• Direction:
Scale the material below, from the line containing "Would you mind pointing to the kitchen cabinet" through the end, repeating every line, requests included, with each coordinate in the answers multiplied by 0.75 and rounded to the nearest whole number, halves rounded up.

Lines of data
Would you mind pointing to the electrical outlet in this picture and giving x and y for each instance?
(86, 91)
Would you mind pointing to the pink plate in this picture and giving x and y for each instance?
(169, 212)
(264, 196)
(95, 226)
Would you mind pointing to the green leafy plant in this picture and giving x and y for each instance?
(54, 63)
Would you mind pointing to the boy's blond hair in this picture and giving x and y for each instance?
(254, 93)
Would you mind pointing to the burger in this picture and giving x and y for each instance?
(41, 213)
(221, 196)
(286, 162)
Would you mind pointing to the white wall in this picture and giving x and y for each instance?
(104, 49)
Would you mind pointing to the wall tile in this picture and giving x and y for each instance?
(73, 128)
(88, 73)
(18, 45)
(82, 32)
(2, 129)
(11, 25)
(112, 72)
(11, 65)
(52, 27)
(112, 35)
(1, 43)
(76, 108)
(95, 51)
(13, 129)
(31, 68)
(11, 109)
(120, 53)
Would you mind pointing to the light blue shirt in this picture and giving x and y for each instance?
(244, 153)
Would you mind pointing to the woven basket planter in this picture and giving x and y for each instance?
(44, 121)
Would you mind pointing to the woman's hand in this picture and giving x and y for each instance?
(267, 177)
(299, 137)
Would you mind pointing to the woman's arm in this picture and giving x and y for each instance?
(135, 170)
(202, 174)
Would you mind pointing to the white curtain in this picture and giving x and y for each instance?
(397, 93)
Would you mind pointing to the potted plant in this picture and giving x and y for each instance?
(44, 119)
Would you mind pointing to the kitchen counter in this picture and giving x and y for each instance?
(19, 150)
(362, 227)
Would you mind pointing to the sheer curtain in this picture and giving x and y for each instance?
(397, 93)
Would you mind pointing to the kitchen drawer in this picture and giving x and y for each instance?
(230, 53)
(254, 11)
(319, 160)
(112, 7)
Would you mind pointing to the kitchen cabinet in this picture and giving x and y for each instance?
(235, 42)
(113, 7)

• Final result:
Would you mind pointing to the kitchen cabinet in this picture and giving x and y for each instance?
(176, 32)
(85, 5)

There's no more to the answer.